▶ **What is asked**:
Show every line in the entries below that contains the string "tray". Treat uppercase and lowercase as distinct.

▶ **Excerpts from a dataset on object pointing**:
<<<<

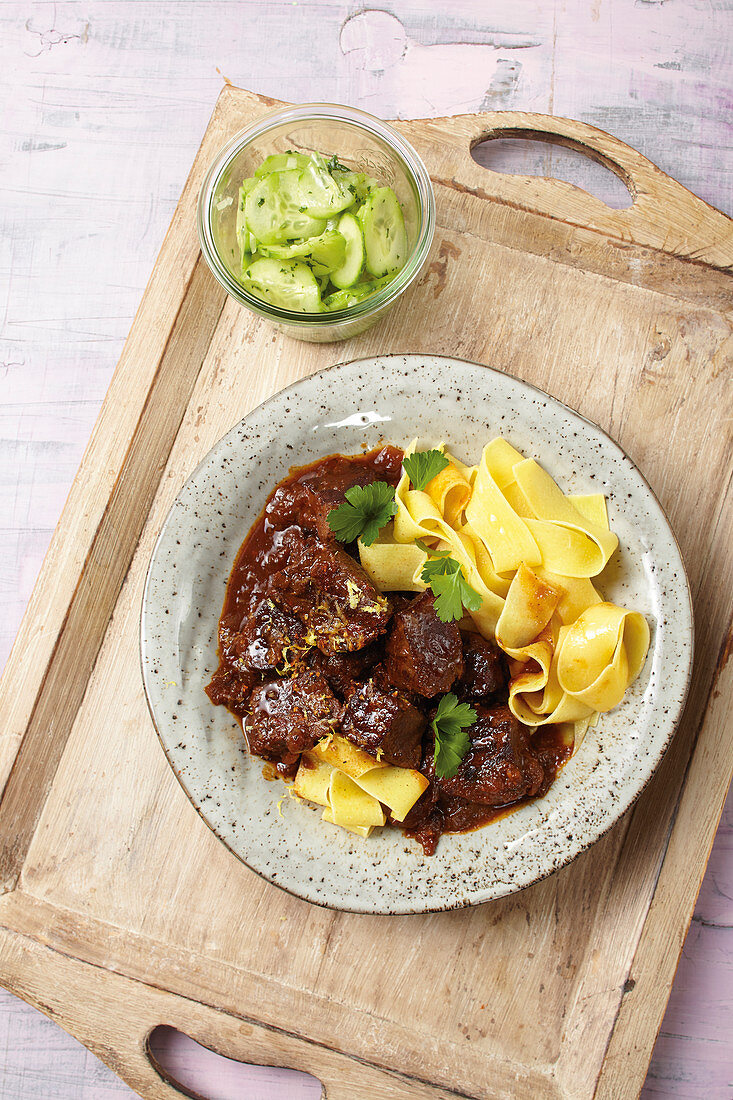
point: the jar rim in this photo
(327, 112)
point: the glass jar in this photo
(364, 144)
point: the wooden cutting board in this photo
(119, 910)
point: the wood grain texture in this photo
(107, 106)
(568, 943)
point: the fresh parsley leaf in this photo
(451, 740)
(450, 589)
(422, 466)
(363, 514)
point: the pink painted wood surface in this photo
(104, 107)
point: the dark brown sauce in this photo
(290, 506)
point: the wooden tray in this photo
(120, 910)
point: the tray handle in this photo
(664, 215)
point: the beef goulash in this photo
(379, 671)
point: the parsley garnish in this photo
(451, 740)
(450, 589)
(363, 514)
(422, 466)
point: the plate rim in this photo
(488, 894)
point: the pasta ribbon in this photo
(450, 492)
(531, 552)
(392, 565)
(588, 547)
(352, 785)
(601, 653)
(504, 534)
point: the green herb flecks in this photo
(451, 591)
(451, 739)
(363, 514)
(422, 466)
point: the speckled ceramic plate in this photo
(342, 409)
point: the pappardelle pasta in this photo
(531, 552)
(408, 640)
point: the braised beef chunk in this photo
(329, 592)
(484, 668)
(288, 716)
(231, 688)
(424, 655)
(382, 722)
(500, 767)
(307, 501)
(267, 638)
(342, 669)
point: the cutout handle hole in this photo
(550, 158)
(203, 1074)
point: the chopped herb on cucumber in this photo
(315, 235)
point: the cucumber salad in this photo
(315, 237)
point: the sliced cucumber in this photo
(274, 210)
(353, 263)
(359, 183)
(323, 253)
(282, 162)
(241, 230)
(342, 299)
(385, 237)
(321, 195)
(286, 283)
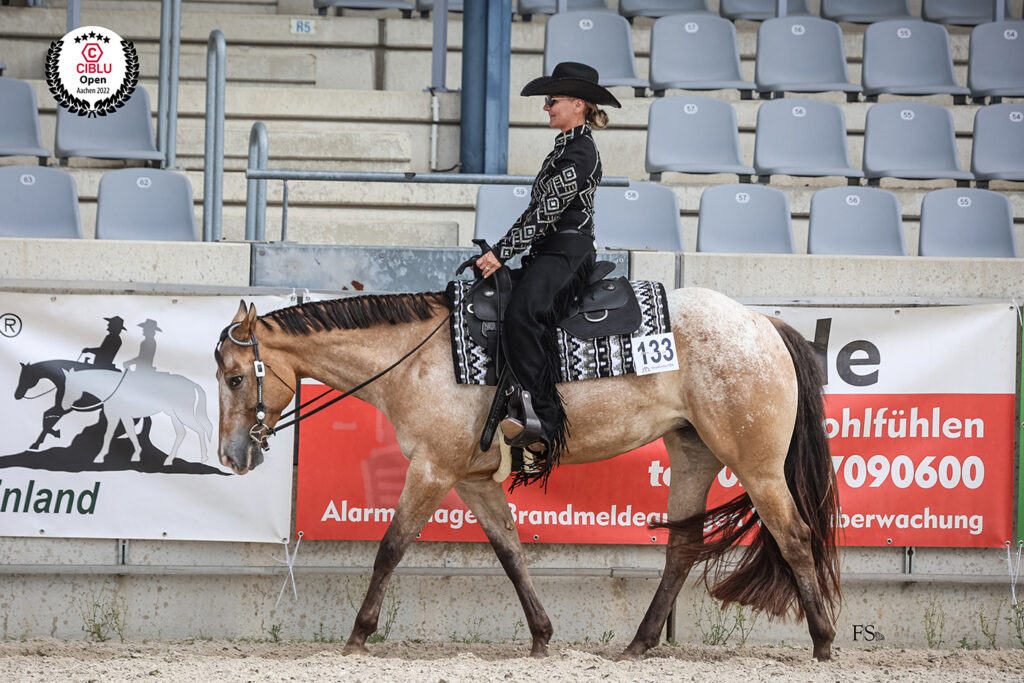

>>>>

▶ **Complete output**:
point: the wooden tray in this photo
point: the tray handle in this photo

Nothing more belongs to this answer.